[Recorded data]
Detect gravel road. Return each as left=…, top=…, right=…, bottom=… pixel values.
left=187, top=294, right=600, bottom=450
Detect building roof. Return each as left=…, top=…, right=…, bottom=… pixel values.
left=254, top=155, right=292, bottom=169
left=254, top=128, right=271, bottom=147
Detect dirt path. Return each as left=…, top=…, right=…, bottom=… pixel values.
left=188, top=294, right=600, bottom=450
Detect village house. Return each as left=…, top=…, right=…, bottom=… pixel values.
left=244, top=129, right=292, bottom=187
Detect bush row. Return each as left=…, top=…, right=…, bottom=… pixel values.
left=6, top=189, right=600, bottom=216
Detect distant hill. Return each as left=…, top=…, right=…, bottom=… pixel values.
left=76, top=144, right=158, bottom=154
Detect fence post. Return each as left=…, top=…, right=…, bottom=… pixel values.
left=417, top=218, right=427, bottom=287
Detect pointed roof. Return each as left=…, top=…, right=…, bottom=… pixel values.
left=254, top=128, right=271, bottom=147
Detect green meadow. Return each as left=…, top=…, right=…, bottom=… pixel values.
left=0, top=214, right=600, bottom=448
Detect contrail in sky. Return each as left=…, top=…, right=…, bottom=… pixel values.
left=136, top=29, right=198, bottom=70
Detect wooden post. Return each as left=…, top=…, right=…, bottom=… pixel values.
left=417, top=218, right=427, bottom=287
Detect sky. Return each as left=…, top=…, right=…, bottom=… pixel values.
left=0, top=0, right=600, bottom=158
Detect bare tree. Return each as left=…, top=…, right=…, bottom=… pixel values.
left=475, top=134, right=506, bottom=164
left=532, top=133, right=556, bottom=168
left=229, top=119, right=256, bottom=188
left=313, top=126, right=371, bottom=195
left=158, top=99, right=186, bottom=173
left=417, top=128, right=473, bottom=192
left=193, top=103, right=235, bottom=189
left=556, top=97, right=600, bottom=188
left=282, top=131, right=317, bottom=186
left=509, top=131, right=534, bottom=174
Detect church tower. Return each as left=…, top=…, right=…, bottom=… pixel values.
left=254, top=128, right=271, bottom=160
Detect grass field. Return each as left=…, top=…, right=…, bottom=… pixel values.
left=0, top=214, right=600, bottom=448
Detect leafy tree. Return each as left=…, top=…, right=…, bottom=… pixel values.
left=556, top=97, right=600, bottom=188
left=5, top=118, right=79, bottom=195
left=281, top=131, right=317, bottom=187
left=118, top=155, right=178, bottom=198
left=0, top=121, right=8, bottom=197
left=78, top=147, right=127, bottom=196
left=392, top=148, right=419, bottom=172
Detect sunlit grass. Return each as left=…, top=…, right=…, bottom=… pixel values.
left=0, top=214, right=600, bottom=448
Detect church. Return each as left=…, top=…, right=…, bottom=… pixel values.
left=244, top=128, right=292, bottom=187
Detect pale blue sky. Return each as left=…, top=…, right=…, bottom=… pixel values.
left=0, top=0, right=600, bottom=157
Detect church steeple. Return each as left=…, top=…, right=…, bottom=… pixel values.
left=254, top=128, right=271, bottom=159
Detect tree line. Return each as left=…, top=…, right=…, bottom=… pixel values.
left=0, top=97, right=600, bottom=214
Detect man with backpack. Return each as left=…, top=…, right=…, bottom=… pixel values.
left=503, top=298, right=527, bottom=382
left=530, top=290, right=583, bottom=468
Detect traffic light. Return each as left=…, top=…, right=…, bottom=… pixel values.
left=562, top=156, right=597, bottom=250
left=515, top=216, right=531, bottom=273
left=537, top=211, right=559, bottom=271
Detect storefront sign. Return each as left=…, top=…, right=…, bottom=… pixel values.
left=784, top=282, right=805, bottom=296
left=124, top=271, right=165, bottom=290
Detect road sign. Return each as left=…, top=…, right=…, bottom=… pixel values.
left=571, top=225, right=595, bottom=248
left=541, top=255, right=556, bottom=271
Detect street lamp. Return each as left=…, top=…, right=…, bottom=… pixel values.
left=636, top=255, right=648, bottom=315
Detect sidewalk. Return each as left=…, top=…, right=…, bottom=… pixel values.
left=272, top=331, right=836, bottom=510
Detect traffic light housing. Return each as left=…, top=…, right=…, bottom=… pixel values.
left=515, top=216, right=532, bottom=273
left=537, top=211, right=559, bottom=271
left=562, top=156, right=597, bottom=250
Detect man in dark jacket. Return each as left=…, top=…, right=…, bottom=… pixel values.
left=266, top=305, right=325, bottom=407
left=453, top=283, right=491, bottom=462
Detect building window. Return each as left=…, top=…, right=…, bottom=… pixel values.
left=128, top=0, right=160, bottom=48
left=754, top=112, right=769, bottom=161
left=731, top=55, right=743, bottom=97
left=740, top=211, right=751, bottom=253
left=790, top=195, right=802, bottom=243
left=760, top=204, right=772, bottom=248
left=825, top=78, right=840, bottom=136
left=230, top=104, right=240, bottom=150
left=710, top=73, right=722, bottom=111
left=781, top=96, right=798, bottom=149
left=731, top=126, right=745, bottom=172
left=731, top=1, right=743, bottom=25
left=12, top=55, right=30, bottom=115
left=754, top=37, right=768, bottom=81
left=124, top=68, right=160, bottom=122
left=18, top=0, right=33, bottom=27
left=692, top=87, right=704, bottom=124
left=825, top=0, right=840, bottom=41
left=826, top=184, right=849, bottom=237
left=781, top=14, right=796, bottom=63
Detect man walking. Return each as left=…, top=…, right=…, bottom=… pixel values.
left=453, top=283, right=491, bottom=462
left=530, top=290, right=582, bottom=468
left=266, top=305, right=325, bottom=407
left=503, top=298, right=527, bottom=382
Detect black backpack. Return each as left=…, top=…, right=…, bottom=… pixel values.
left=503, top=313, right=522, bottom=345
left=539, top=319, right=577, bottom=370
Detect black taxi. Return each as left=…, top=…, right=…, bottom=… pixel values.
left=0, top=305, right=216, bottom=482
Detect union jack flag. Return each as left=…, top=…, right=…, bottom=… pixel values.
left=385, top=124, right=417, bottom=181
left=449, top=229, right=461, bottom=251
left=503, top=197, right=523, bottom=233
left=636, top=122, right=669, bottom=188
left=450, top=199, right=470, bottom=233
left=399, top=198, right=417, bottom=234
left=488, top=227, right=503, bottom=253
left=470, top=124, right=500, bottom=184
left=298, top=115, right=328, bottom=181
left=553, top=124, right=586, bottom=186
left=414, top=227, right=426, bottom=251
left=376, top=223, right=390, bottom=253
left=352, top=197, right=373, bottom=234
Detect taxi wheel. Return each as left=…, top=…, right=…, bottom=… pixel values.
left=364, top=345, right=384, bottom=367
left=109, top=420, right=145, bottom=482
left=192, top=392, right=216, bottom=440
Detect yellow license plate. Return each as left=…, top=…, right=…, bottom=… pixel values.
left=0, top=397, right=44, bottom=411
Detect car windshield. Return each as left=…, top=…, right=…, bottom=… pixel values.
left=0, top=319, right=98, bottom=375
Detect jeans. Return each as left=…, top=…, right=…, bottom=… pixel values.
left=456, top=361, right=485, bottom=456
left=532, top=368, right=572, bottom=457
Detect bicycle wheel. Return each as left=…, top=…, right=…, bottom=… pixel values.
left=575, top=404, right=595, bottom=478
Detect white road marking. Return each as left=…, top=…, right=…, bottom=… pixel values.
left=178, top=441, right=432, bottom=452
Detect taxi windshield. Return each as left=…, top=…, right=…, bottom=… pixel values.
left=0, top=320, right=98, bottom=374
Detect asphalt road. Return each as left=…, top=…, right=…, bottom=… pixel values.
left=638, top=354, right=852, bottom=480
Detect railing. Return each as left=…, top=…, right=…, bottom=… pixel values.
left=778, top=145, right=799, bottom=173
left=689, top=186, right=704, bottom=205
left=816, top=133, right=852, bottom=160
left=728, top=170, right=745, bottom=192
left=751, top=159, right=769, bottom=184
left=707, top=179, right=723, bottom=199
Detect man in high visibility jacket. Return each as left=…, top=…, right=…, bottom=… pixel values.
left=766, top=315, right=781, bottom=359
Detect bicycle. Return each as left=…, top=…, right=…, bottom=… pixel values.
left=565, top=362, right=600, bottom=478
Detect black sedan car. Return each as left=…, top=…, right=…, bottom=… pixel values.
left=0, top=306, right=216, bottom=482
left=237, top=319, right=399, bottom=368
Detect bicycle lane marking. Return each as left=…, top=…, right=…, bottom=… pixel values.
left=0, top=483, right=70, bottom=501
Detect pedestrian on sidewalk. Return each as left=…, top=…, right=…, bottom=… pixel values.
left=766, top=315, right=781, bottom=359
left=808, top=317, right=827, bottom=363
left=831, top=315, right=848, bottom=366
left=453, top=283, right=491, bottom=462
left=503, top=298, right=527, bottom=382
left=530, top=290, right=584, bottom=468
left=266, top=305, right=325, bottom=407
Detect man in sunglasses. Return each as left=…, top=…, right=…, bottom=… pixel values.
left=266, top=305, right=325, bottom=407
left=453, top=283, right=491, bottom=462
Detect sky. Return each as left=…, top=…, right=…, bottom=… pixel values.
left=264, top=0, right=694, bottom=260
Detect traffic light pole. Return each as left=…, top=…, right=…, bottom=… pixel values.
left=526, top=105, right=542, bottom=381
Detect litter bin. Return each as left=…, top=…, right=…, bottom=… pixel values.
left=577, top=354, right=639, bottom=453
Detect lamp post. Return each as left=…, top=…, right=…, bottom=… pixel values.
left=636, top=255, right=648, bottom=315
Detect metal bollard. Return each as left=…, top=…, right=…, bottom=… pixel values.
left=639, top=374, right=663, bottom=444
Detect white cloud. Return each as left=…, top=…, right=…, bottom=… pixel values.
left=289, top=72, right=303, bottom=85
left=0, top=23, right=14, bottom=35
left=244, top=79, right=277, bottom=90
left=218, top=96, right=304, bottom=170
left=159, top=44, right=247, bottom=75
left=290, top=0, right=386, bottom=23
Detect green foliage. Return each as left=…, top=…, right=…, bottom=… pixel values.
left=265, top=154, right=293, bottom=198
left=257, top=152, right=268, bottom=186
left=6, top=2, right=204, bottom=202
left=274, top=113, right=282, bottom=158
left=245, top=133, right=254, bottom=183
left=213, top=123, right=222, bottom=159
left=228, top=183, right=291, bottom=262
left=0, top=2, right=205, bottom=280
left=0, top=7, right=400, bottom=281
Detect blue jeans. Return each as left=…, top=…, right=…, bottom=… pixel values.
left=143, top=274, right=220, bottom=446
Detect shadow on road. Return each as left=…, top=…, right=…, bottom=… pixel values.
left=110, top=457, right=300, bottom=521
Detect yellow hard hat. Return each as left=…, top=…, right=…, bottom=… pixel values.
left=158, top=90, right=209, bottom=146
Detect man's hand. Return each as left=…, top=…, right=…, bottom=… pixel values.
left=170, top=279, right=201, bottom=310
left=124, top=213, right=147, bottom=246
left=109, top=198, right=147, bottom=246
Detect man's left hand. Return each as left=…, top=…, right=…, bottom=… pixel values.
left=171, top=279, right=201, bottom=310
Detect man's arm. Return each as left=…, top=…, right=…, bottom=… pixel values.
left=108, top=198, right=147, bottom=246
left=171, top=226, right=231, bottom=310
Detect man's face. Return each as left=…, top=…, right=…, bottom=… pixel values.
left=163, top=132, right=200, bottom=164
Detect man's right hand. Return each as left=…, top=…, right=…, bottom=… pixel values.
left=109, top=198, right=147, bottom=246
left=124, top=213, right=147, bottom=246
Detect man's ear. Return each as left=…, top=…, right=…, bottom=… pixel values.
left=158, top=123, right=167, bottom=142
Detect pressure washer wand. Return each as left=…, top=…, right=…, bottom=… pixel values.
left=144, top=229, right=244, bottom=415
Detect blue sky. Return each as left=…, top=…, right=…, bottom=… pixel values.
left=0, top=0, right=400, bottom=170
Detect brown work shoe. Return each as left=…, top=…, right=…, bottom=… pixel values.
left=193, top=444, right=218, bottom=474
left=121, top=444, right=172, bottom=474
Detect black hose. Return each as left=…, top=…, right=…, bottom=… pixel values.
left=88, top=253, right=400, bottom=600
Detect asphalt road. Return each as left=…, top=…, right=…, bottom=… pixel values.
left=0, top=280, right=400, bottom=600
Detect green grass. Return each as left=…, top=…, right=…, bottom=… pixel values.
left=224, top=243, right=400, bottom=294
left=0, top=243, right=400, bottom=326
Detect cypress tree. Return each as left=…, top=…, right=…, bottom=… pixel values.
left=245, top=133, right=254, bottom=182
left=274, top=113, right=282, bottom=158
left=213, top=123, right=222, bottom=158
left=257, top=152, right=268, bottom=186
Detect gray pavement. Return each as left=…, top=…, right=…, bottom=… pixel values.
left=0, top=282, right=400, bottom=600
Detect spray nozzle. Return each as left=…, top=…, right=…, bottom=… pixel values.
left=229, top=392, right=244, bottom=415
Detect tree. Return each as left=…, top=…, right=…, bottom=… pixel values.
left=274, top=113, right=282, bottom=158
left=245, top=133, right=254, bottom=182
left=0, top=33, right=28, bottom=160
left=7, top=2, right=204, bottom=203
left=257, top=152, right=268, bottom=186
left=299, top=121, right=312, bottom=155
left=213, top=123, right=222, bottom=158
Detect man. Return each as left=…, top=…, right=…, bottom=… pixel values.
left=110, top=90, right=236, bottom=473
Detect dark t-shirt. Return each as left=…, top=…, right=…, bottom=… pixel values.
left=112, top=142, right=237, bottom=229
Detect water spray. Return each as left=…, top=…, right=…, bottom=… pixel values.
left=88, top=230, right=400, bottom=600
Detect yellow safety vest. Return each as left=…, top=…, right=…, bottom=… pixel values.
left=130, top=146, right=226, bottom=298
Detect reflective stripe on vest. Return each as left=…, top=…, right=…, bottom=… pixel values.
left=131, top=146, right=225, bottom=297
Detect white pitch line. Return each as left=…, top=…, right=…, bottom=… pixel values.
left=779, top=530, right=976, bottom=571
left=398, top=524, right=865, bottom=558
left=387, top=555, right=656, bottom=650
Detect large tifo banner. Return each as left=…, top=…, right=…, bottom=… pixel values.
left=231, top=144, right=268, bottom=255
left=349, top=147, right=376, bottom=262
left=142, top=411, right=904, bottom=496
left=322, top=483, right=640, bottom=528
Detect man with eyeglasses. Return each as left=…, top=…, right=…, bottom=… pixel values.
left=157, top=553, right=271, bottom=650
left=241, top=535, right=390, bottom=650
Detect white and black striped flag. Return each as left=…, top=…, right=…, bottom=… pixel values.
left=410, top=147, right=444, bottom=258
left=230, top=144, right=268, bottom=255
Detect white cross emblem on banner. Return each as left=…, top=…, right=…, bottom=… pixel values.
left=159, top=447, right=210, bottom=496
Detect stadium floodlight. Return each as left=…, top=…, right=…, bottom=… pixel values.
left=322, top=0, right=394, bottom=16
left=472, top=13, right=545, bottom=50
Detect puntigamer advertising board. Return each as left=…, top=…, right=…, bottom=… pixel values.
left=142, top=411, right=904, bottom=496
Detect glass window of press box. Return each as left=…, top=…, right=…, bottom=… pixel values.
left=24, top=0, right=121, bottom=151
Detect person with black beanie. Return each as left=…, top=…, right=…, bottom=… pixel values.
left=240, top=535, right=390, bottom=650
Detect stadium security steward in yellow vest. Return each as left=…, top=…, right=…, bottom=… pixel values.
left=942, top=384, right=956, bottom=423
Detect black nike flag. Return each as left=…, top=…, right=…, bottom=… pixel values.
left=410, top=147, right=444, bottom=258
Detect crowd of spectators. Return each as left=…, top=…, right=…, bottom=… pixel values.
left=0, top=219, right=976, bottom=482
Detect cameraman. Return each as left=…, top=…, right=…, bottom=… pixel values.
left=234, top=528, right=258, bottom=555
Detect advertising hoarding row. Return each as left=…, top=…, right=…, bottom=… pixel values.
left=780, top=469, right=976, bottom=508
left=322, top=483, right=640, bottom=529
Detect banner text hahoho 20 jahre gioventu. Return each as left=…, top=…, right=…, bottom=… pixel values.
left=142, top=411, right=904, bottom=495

Aim >>
Rewrite everything from the line containing "Detect green meadow." down to the line containing "left=136, top=29, right=198, bottom=70", keeping the requests unchanged but multiplying each pixel coordinate in the answers by 0.7 and rounding to whole numbers, with halves rounded up.

Final result >>
Detect green meadow. Return each as left=…, top=…, right=…, bottom=… pixel values.
left=0, top=150, right=420, bottom=314
Detect contrail in sky. Return each as left=…, top=…, right=…, bottom=… pixel values.
left=95, top=20, right=139, bottom=49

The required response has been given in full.